### Exercise brief
A faithful copy of the data is the goal; set it down exactly, without the images.

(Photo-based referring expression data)
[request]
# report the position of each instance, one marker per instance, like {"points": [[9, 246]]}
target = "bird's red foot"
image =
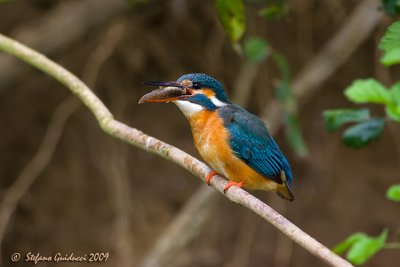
{"points": [[232, 183], [210, 175]]}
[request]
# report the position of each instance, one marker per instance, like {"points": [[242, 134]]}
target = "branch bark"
{"points": [[153, 145], [336, 51]]}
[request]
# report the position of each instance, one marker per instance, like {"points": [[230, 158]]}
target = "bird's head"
{"points": [[191, 92]]}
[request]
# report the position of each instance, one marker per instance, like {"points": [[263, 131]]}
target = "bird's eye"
{"points": [[196, 85]]}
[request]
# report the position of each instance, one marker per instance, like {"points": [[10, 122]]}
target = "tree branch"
{"points": [[333, 54], [151, 144]]}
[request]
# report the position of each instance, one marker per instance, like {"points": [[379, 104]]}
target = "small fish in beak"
{"points": [[169, 91]]}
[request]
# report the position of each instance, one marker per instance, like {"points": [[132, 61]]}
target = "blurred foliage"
{"points": [[232, 18], [287, 99], [256, 50], [360, 247], [334, 119], [391, 7], [393, 193], [390, 44], [363, 133], [277, 9]]}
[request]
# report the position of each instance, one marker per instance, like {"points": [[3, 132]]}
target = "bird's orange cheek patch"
{"points": [[207, 92]]}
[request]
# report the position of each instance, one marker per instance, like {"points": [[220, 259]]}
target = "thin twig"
{"points": [[71, 18], [52, 136], [153, 145]]}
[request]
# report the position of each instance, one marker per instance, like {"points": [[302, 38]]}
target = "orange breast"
{"points": [[212, 141]]}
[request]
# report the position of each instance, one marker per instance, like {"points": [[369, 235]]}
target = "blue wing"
{"points": [[252, 143]]}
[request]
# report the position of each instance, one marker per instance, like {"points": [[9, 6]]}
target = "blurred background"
{"points": [[66, 186]]}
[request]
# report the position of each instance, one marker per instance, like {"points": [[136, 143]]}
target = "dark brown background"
{"points": [[99, 194]]}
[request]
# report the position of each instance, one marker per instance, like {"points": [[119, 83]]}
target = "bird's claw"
{"points": [[232, 183], [210, 175]]}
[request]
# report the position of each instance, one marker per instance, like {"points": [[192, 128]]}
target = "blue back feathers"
{"points": [[207, 82], [252, 143]]}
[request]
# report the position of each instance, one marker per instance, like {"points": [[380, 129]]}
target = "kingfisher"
{"points": [[234, 142]]}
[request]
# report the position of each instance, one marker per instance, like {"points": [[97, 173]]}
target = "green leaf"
{"points": [[361, 247], [367, 91], [393, 112], [390, 44], [395, 92], [231, 16], [391, 7], [256, 50], [275, 10], [393, 193], [363, 133], [366, 247], [391, 57], [333, 119], [393, 109]]}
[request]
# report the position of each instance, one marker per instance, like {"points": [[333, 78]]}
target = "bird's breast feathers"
{"points": [[211, 139]]}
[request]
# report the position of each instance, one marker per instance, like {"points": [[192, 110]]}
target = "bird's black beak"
{"points": [[164, 84], [168, 91]]}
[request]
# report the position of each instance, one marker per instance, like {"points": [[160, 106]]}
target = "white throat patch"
{"points": [[188, 108]]}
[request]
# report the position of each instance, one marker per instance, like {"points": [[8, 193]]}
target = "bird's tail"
{"points": [[284, 190]]}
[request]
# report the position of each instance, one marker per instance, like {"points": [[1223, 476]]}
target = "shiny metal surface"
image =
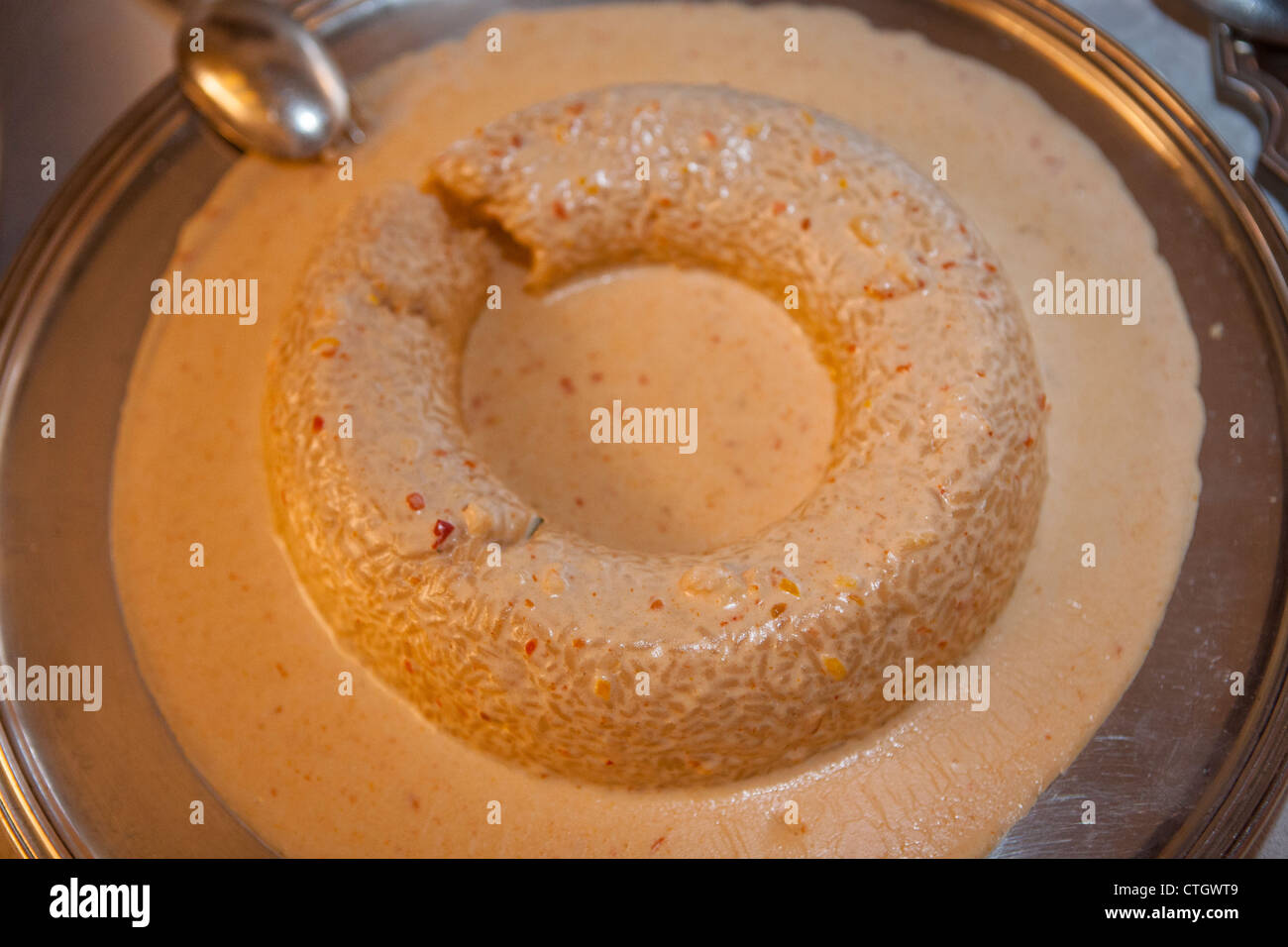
{"points": [[1179, 768], [262, 80]]}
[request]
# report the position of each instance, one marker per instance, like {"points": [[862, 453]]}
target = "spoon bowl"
{"points": [[262, 80]]}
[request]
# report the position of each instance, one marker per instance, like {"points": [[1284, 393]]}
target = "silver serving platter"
{"points": [[1188, 770]]}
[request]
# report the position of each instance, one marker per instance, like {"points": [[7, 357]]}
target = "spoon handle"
{"points": [[1253, 77]]}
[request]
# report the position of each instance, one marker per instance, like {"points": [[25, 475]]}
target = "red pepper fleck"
{"points": [[442, 528]]}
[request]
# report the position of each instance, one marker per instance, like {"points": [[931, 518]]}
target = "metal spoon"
{"points": [[263, 80], [1260, 20]]}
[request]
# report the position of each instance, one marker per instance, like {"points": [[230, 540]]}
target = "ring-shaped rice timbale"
{"points": [[909, 547]]}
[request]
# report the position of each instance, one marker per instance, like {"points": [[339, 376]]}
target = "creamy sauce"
{"points": [[248, 677], [651, 337]]}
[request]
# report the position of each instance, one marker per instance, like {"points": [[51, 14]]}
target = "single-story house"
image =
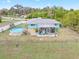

### Response
[request]
# report the position of each instance, one marker per instance, like {"points": [[9, 246]]}
target = "bird's red foot"
image =
{"points": [[232, 183], [210, 175]]}
[request]
# report the position of each instance, one marker per instance, like {"points": [[242, 134]]}
target = "branch bark"
{"points": [[153, 145], [336, 51]]}
[request]
# report the position of each instance, one marker per instance, like {"points": [[230, 158]]}
target = "bird's head"
{"points": [[191, 92]]}
[request]
# report the position of each instance, one marker per instance, like {"points": [[263, 131]]}
target = "bird's eye"
{"points": [[196, 85]]}
[request]
# report the position of each instance, one marker per instance, like {"points": [[10, 122]]}
target = "tree branch"
{"points": [[333, 54], [151, 144]]}
[request]
# report the position of each instance, one marker per instance, like {"points": [[379, 104]]}
target = "small fish in beak"
{"points": [[169, 91]]}
[request]
# report the position of each instance, one marker per instance, like {"points": [[132, 61]]}
target = "blurred foliage"
{"points": [[232, 18], [287, 99], [256, 50], [360, 247], [334, 119], [391, 7], [393, 193], [390, 44], [363, 133], [277, 9]]}
[request]
# report the position of each instance, one marker per instance, like {"points": [[3, 132]]}
target = "bird's orange cheek patch"
{"points": [[207, 92]]}
[request]
# report the position of each instance, one marker per instance, like {"points": [[220, 259]]}
target = "thin twig"
{"points": [[71, 18], [52, 136], [153, 145]]}
[request]
# report the position of each instance, one marker per instance, like {"points": [[302, 38]]}
target = "orange breast"
{"points": [[212, 141]]}
[request]
# report the position of each instance, one marker per instance, like {"points": [[369, 235]]}
target = "blue wing"
{"points": [[252, 143]]}
[request]
# report the position of each instance, one marker per instance, like {"points": [[9, 6]]}
target = "blurred background"
{"points": [[66, 186]]}
[request]
# report the position of each instance, one marker per instance, like {"points": [[136, 143]]}
target = "dark brown background"
{"points": [[99, 194]]}
[request]
# report the position of each instance, one marker per instance, like {"points": [[119, 83]]}
target = "bird's claw"
{"points": [[232, 183], [210, 175]]}
[request]
# report the position of each instance, one marker per instance, like {"points": [[192, 128]]}
target = "blue back feathers"
{"points": [[207, 82], [252, 143]]}
[request]
# report the position of each instance, one marker per instance, like {"points": [[380, 129]]}
target = "kingfisher"
{"points": [[234, 142]]}
[request]
# report the position of each instance, one marker per instance, like {"points": [[97, 173]]}
target = "green leaf"
{"points": [[361, 247], [367, 91], [393, 112], [390, 44], [395, 92], [231, 16], [391, 7], [256, 50], [275, 10], [393, 193], [363, 133], [366, 247], [391, 57], [333, 119], [393, 109]]}
[request]
# report the position of each instance, one marker per instance, like {"points": [[333, 78]]}
target = "bird's breast feathers"
{"points": [[211, 139]]}
[request]
# report the position of each instance, one marker per instance, like {"points": [[192, 110]]}
target = "bird's black beak"
{"points": [[164, 84], [168, 91]]}
[request]
# report the position of each instance, one marker per instance, like {"points": [[160, 106]]}
target = "white throat patch"
{"points": [[188, 108]]}
[request]
# report the position of each instance, one marker per instance, like {"points": [[8, 193]]}
target = "bird's tail"
{"points": [[284, 190]]}
[request]
# report the position of each instance, one marker per instance, like {"points": [[1223, 476]]}
target = "shiny metal surface"
image =
{"points": [[1179, 768], [262, 80]]}
[request]
# report the position of each instance, one marker per instance, like {"points": [[862, 453]]}
target = "spoon bowl"
{"points": [[262, 80]]}
[request]
# report the position of each instance, one marker per instance, like {"points": [[1284, 393]]}
target = "silver serving platter"
{"points": [[1188, 770]]}
[request]
# report the position of each instance, one marker per instance, like {"points": [[7, 357]]}
target = "spoon handle"
{"points": [[1253, 77]]}
[request]
# report the position of each instance, one marker per instance, like {"points": [[25, 475]]}
target = "red pepper fleck"
{"points": [[442, 528]]}
[request]
# report the position of each instance, one marker per instance, like {"points": [[931, 518]]}
target = "metal spoon"
{"points": [[263, 80], [1260, 20]]}
[request]
# report the position of each instance, one marker per instance, like {"points": [[230, 540]]}
target = "ring-shaped rice timbale"
{"points": [[909, 547]]}
[request]
# report the position of each instance, one marker per instance, like {"points": [[339, 376]]}
target = "creamy sauce"
{"points": [[248, 677], [651, 337]]}
[request]
# report the position of each instance, one marker per instance, like {"points": [[51, 14]]}
target = "single-story house"
image =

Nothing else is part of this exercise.